Set exercise —
Reproduce the lines of the listing below from the line containing "Could you please point to the man's ear" through the line containing "column 6, row 212", inclusive.

## Start

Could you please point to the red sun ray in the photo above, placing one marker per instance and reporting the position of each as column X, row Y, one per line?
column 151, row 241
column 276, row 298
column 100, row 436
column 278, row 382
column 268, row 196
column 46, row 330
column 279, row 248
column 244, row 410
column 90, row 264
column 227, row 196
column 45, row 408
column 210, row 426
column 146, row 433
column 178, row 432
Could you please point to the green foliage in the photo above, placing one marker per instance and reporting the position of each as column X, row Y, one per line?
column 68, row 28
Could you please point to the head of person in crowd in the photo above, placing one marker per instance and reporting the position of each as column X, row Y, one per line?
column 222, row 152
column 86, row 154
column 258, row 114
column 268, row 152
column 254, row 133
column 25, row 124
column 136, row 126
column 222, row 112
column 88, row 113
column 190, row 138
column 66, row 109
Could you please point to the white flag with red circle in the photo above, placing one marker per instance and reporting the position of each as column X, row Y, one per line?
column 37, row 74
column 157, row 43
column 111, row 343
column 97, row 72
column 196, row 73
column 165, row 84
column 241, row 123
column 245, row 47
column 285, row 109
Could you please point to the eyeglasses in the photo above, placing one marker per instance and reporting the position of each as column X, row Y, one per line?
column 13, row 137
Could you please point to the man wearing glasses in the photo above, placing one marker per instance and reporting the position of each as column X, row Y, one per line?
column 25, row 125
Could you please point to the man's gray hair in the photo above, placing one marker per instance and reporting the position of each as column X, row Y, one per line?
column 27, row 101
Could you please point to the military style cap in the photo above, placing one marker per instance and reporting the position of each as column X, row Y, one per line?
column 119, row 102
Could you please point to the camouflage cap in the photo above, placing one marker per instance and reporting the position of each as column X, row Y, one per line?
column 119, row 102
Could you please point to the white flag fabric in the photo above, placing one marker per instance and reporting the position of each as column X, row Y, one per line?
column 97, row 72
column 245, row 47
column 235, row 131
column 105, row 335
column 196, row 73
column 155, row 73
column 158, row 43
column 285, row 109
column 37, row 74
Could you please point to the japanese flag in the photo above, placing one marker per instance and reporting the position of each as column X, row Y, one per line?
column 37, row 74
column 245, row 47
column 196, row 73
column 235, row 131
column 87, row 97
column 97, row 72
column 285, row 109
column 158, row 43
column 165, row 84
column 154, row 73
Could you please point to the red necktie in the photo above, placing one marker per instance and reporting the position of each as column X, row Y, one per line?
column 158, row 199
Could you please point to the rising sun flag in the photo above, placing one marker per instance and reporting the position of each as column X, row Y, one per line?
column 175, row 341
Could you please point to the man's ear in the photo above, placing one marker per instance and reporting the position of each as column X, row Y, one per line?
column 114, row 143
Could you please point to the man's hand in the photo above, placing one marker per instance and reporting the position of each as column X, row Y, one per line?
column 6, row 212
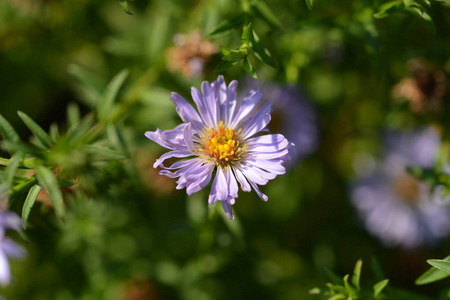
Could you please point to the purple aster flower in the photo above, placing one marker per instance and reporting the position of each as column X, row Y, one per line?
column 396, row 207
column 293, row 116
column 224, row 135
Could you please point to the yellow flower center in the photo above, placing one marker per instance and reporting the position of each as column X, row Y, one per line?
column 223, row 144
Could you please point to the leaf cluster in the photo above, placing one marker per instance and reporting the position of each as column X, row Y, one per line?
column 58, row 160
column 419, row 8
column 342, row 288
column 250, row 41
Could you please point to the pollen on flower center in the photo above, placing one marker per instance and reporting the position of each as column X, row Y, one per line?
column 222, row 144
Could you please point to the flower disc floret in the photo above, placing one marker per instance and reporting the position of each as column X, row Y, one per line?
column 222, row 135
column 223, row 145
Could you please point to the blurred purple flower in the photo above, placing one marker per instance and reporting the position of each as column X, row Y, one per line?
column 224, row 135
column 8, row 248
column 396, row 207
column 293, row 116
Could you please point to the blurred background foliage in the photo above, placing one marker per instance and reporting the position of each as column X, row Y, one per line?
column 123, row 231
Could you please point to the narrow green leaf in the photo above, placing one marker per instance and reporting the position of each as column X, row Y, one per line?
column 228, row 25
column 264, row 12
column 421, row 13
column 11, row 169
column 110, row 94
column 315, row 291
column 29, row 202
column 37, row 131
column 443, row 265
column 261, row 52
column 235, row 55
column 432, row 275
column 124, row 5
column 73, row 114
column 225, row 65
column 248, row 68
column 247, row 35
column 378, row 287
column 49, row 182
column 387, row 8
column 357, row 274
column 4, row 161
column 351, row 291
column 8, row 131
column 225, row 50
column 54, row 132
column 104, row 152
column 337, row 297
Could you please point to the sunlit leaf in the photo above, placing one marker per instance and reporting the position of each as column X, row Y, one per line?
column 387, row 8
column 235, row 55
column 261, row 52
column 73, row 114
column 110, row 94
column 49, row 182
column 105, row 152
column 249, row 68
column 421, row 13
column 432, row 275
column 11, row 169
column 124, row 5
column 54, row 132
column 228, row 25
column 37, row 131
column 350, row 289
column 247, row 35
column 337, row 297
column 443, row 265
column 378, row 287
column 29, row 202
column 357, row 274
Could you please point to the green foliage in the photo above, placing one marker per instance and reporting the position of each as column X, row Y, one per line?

## End
## Start

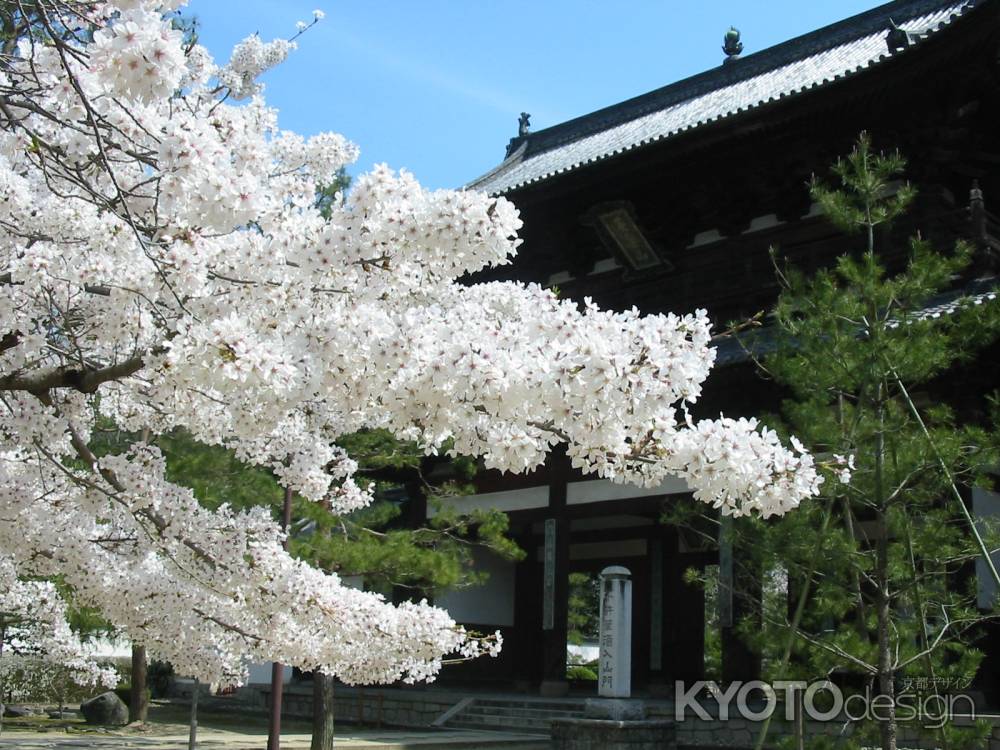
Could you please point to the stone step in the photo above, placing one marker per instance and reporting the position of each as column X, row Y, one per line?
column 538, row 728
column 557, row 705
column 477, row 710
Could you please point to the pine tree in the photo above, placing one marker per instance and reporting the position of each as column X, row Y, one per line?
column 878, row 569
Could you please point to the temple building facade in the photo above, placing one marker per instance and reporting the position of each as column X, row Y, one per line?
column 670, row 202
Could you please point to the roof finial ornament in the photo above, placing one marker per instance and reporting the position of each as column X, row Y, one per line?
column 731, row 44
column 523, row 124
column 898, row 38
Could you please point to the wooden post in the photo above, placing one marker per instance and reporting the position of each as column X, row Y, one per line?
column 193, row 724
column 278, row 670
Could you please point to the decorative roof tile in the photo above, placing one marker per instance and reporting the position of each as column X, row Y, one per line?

## End

Exercise answer —
Could you please point to the man's ear in the photo above, placing one marker per instance and reporting the position of each as column X, row Y, one per line?
column 114, row 143
Could you please point to the man's hand in the photo above, placing one marker per instance and reporting the position of each as column X, row Y, one per line?
column 6, row 212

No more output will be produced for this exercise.